### EXTRACT
McFarland-Mayberry-Begley Bulletin
for the week of December 7th

Due Dates / Upcoming Events:

Monday, December 14th- Reading logs due / Planner sheets due

Tuesday, December 15th - Home Link due / Box Tops due!

Wednesday, December 16th - Math Box Catch-Up night

Thursday, December 17th - Spelling Due! / ABL

Friday, December 18th - Home Link due / Recorder forms due

In take home folders, you’ll find a notice from Mr. Saunders, our music teacher.  After vacation, the children will be learning the recorder.  Students may already own a recorder, or you may purchase one, or you may borrow one for the year.  Everyone -- even if you already own a recorder -- is expected to please mark your choice and return that green form by next Friday.  If you are purchasing a recorder, also send $5 (cash or check payable to GMS).

On Tuesday, December 22nd, our team will hold its annual Celebration of Reading Day.  Students are encouraged to wear pjs or comfy clothes and bring a pillow, blanket, and favorite books/magazines/activity books, etc., for a cozy day of reading.  Any items your child brings (pillows, sleeping bag, etc) will need to go home with them that day, so please plan accordingly.  


Academic Updates:

Reading Workshop
This week, we have established some norms for our work in our new nonfiction unit.  Students will stick to nonfiction during reading workshop time, and can choose whether to read nonfiction at home.  We also have had a very successful text features quiz!  The vast majority of both classes achieved 100% correct!  With that behind us, we will get to work with other concepts to increase comprehension with nonfiction text, the most important of which is identifying the main idea and supporting details.  This is very difficult thinking, because it demands the ability to step back and look at the “big picture” of a text and ask, “What does the author really want me to understand?”  And then: “What details support that idea?” These learners are whole-to-part learners.  ORRRRRRR, some readers need to consider the details first and use those to determine that big idea. Those learners are part-to-whole learners.  So, I’ll teach it both ways.

### TASKS AND EXERCISES
1. Decide whether each statement agrees with the bulletin, answering yes or no and quoting the words that settle it: (a) Reading logs are due on Monday, December 14th. (b) Students who already own a recorder do not need to return the green form. (c) Students are required to read nonfiction at home.
2. From the listing, extract the lines starting at the one containing "Double-check task: an earlier pass labeled this image for woman." and ending at the one containing "[179,339,191,355]", with both of those lines included. Omit the pictures from your answer.

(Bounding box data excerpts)
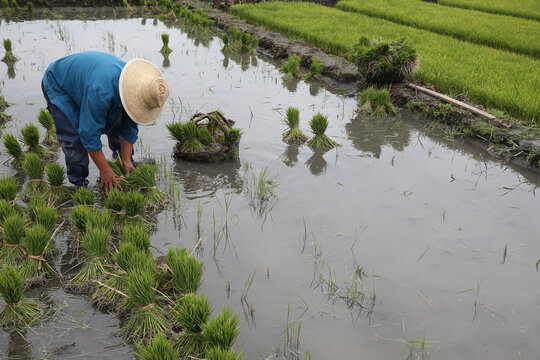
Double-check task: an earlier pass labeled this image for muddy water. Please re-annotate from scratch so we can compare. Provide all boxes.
[0,19,540,359]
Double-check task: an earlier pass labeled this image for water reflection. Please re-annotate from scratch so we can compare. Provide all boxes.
[345,114,410,158]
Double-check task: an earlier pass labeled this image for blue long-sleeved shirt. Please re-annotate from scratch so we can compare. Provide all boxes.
[43,51,139,151]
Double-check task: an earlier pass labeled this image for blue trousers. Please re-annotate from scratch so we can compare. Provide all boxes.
[41,83,125,186]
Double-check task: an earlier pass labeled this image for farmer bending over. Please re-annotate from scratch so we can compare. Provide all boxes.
[41,51,169,192]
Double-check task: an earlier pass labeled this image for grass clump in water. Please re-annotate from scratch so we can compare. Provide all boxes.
[308,113,340,149]
[171,295,212,357]
[283,106,308,144]
[0,266,41,326]
[358,86,397,117]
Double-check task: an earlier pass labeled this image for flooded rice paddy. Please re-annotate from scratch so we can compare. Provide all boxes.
[0,14,540,359]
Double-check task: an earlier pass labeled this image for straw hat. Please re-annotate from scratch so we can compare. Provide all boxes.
[118,59,169,125]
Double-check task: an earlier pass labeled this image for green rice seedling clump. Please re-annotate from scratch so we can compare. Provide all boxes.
[20,225,53,278]
[124,269,167,339]
[167,248,203,295]
[4,134,24,167]
[281,54,300,78]
[2,39,18,63]
[136,334,178,360]
[160,33,172,54]
[0,266,41,326]
[202,307,240,350]
[171,295,212,357]
[38,109,58,145]
[283,106,308,144]
[358,86,397,117]
[0,214,27,264]
[70,228,110,284]
[72,186,95,205]
[308,113,339,149]
[0,176,19,201]
[122,224,150,253]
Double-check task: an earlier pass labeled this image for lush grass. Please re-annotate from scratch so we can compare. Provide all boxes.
[336,0,540,58]
[439,0,540,21]
[231,2,540,122]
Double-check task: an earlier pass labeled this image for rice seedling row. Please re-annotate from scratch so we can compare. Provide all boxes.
[336,0,540,58]
[231,2,540,123]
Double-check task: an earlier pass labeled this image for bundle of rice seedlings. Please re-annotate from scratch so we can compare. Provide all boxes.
[167,248,204,295]
[355,37,418,84]
[0,176,18,201]
[135,334,178,360]
[4,134,24,167]
[124,269,167,339]
[202,307,240,350]
[0,214,27,264]
[206,347,242,360]
[358,86,397,117]
[124,164,169,207]
[283,106,308,144]
[171,295,212,357]
[160,33,172,54]
[105,188,124,213]
[122,224,150,253]
[2,39,18,63]
[47,163,72,202]
[0,266,40,326]
[281,55,300,78]
[181,121,204,153]
[20,225,53,278]
[72,186,95,205]
[23,154,48,198]
[69,227,110,284]
[308,113,339,148]
[38,109,58,145]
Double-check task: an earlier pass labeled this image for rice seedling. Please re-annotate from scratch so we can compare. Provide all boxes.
[4,134,24,167]
[19,225,54,278]
[358,86,397,117]
[159,33,172,54]
[0,176,19,201]
[69,227,110,284]
[23,154,48,198]
[283,106,308,144]
[206,347,242,360]
[72,186,95,205]
[123,269,167,339]
[123,164,169,207]
[0,214,27,264]
[0,266,41,326]
[167,248,204,296]
[182,121,204,153]
[38,109,58,145]
[308,113,340,149]
[2,39,18,63]
[122,224,150,253]
[281,54,300,78]
[135,334,178,360]
[171,295,212,357]
[202,307,240,350]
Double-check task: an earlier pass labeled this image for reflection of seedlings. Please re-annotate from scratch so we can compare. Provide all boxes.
[171,295,212,357]
[136,334,178,360]
[160,33,172,54]
[0,266,40,326]
[283,106,308,144]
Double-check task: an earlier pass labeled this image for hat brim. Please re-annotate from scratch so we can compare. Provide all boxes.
[118,58,165,125]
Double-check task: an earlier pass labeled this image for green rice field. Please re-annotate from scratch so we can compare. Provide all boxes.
[336,0,540,58]
[439,0,540,20]
[231,2,540,123]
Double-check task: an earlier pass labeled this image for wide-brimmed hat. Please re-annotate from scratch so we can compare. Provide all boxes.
[118,58,169,125]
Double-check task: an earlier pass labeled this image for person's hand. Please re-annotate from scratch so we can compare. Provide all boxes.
[99,167,122,194]
[122,159,135,176]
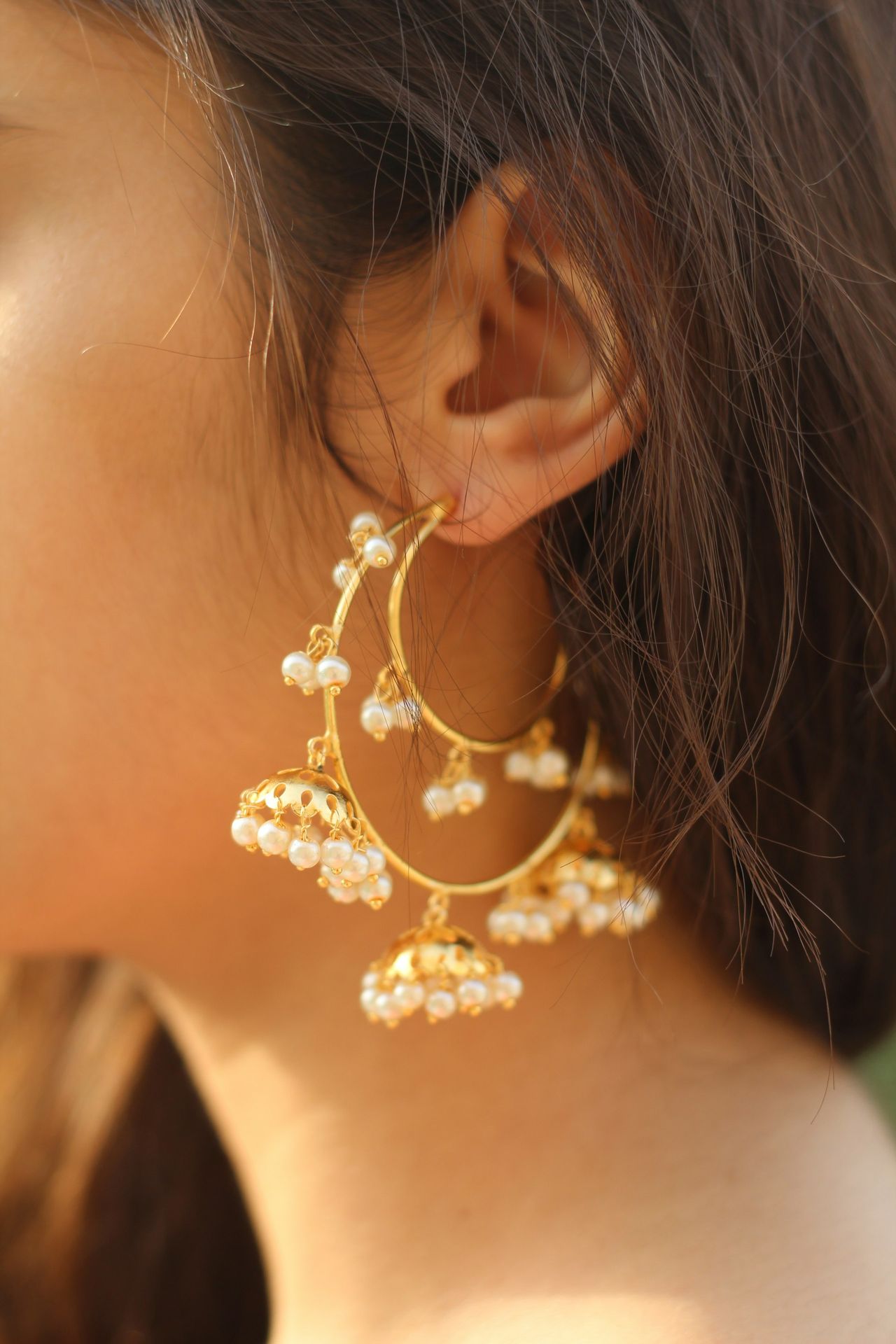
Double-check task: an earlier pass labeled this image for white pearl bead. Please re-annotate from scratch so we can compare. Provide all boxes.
[317,653,352,688]
[258,821,291,853]
[555,881,591,910]
[373,989,405,1021]
[361,536,395,570]
[579,900,611,934]
[532,748,570,789]
[361,697,398,739]
[286,837,321,868]
[524,910,554,942]
[491,970,523,1004]
[326,887,357,906]
[321,840,355,875]
[392,981,426,1016]
[333,561,357,592]
[361,872,392,909]
[286,650,317,685]
[364,844,386,878]
[230,815,258,846]
[504,751,535,783]
[342,849,371,882]
[504,910,526,942]
[456,980,489,1012]
[587,764,631,798]
[451,780,488,816]
[426,989,456,1020]
[423,783,454,821]
[348,511,383,536]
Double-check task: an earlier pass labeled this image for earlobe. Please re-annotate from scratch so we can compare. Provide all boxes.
[430,169,643,545]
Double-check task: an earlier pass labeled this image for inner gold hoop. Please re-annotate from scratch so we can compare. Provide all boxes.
[318,498,599,897]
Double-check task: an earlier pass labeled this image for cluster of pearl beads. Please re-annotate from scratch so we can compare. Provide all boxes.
[504,742,570,789]
[230,812,392,910]
[360,970,523,1027]
[333,513,395,589]
[279,649,352,695]
[486,860,659,945]
[584,761,631,799]
[423,776,488,821]
[361,691,421,742]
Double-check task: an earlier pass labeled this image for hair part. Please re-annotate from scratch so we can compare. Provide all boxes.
[7,0,896,1338]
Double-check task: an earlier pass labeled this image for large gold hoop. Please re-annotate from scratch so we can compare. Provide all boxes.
[318,498,599,897]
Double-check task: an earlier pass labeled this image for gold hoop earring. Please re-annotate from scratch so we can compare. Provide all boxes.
[231,498,659,1027]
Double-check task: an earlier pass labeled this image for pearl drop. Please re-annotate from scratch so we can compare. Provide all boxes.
[491,970,523,1004]
[555,882,591,910]
[326,887,357,906]
[286,652,317,685]
[587,764,631,798]
[426,989,456,1020]
[364,844,386,878]
[333,561,357,592]
[504,751,535,783]
[579,900,611,934]
[230,815,258,846]
[361,697,396,741]
[348,512,383,536]
[392,980,426,1016]
[423,783,454,821]
[504,910,526,942]
[321,840,355,876]
[317,653,352,687]
[258,821,291,853]
[373,989,405,1021]
[361,536,395,570]
[524,910,554,942]
[288,839,321,868]
[361,872,392,907]
[532,748,570,789]
[451,780,488,816]
[456,980,489,1011]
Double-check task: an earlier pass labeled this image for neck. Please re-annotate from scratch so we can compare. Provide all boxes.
[136,892,790,1344]
[118,505,816,1344]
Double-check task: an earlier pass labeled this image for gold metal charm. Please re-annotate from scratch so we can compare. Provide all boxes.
[231,498,658,1026]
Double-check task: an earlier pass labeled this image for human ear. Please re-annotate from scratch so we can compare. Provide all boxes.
[418,168,643,545]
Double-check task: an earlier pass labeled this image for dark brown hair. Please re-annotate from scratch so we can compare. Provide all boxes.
[0,0,896,1341]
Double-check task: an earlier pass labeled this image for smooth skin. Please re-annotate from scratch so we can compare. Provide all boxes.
[0,0,896,1344]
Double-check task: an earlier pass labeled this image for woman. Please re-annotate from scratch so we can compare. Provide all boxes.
[0,0,896,1344]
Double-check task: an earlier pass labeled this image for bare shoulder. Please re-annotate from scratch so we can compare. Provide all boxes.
[435,1043,896,1344]
[642,1046,896,1344]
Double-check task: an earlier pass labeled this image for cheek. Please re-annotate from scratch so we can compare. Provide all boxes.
[0,141,275,945]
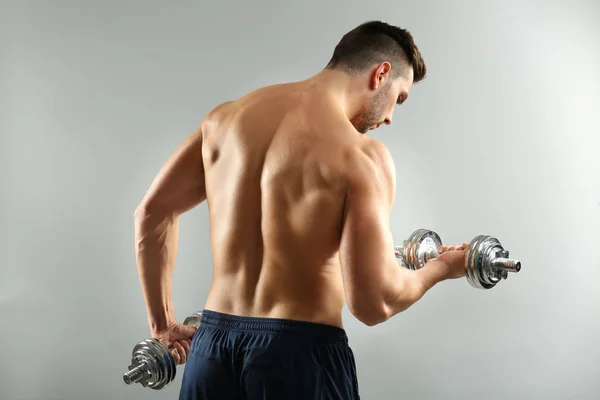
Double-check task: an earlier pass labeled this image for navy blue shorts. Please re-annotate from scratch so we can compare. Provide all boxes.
[179,310,360,400]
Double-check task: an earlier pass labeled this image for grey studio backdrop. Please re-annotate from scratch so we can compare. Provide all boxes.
[0,0,600,400]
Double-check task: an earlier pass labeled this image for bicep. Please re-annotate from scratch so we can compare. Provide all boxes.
[142,125,206,214]
[340,171,395,315]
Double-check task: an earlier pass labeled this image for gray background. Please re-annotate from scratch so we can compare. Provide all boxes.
[0,0,600,400]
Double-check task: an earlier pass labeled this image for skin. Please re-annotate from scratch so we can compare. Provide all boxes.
[135,62,466,364]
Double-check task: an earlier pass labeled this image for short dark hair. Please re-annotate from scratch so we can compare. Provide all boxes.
[325,21,427,83]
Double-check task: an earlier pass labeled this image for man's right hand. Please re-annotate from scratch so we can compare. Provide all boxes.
[437,243,469,279]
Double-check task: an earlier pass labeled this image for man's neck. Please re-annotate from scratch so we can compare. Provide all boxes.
[303,69,362,120]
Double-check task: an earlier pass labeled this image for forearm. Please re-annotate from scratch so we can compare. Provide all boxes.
[135,209,179,332]
[384,259,447,320]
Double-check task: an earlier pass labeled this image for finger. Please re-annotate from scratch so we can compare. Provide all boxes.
[179,325,197,339]
[173,342,187,364]
[171,347,181,364]
[179,339,191,355]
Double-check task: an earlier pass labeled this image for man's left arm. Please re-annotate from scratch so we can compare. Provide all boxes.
[134,124,206,336]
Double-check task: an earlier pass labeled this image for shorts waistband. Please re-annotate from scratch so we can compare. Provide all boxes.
[200,310,348,343]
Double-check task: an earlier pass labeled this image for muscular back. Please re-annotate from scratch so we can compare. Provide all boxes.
[202,85,361,326]
[136,83,404,326]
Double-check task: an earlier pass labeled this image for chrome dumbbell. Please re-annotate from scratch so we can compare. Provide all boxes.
[394,229,521,289]
[123,311,202,390]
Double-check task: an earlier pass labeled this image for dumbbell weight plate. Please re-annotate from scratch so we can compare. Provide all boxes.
[465,235,506,289]
[401,229,442,270]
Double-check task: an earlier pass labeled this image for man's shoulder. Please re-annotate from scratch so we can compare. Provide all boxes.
[357,136,394,169]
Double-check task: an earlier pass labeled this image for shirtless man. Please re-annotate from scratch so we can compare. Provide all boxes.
[135,21,465,400]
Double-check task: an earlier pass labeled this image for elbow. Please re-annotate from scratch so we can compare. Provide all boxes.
[348,302,391,326]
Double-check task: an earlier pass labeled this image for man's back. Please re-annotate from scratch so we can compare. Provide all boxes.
[136,21,448,400]
[202,84,372,326]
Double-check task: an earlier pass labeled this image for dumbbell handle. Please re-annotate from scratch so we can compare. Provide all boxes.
[123,311,202,385]
[394,246,521,273]
[394,246,440,261]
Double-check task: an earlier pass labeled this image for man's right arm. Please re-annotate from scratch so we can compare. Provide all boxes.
[340,140,447,326]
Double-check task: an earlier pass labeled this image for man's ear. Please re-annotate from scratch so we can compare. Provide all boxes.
[369,61,392,90]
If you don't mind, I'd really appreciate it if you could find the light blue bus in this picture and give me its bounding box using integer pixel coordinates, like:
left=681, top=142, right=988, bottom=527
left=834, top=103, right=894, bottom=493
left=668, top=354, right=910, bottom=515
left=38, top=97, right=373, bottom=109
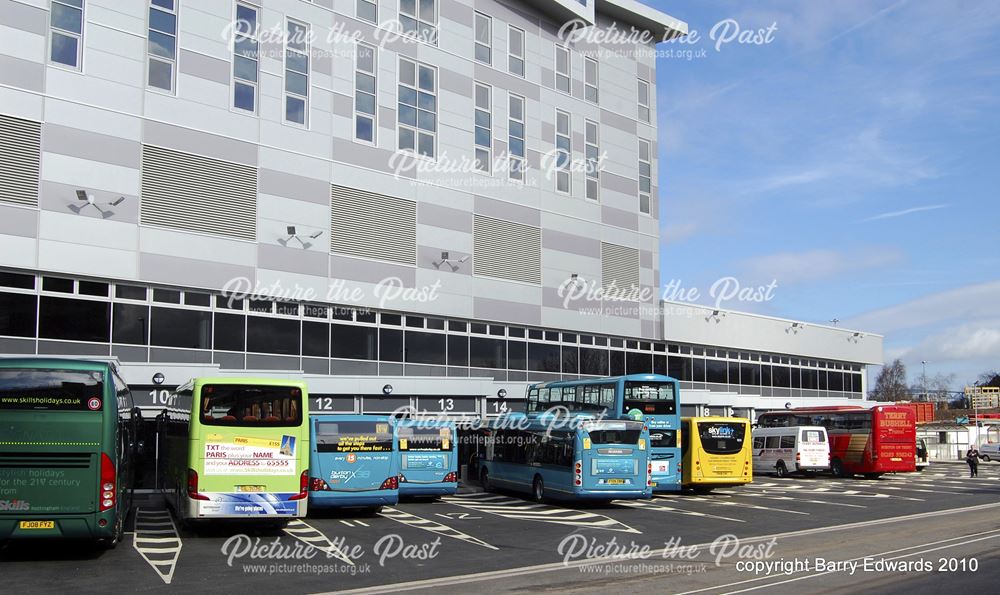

### PER-TASK ANSWERS
1.
(a) Yes: "Monday, December 14th- Reading logs due / Planner sheets due"
(b) No: "Everyone -- even if you already own a recorder -- is expected to please mark your choice and return that green form by next Friday."
(c) No: "Students will stick to nonfiction during reading workshop time, and can choose whether to read nonfiction at home."

2.
Double-check task: an earlier pass labeled this image for woman. Please re-annotate from scratch so we can compare. Provide all boxes.
[0,0,896,1344]
Double-check task: an earlier pass labeled this image for bare shoulder. Please re-annotate from scratch so we can compare. Provide all boxes.
[435,1043,896,1344]
[642,1046,896,1344]
Double-check task: an earlier pass labeled this image for cheek. Please re-annotate from scratch so we can compare. Provide all boxes.
[0,141,275,945]
Double-check task: an earlier pass labeled this image for navy blue shorts. Please re-annotate from scratch so we can compare. Provide all boxes.
[179,310,360,400]
Double-check task: an earlier pass labeled this image for grey studio backdrop. Please re-annotate from scratch so we can compare. Provide all boxes.
[0,0,600,400]
Double-check task: an earlier pass labeled this image for bicep. Please re-annotate from scratch so we can compare. Provide all boxes.
[142,125,206,214]
[340,171,395,315]
Double-check task: an earlier pass labeled this image for gray background. Please re-annotate from scratch so we can compare. Provide all boxes.
[0,0,600,400]
Double-check task: an earlier pass labeled this image for skin. Please re-annotate from scratch so we can compare. Provide all boxes.
[135,62,466,364]
Double-check task: an earlier pass labeled this image for short dark hair. Please re-annotate from scratch so we can compare. Provide all boxes.
[325,21,427,83]
Double-check task: an earlier pass labeled this image for man's right hand. Please re-annotate from scratch so we can compare. Provide all boxes.
[437,243,469,279]
Double-check task: an earlier pass labeled this image for man's neck. Please re-annotate from scratch so we can compare. Provide all boxes.
[303,69,362,120]
Double-check task: an earlier pass labeled this image for forearm. Please re-annotate from scratch so we can compare. Provide all boxes.
[135,209,179,332]
[384,259,447,320]
Double-check task: an earlier pass labeled this image for finger. Please re-annotate from scratch so we can compare. Provide all boxes.
[179,325,197,339]
[173,342,187,364]
[171,347,181,364]
[179,339,191,355]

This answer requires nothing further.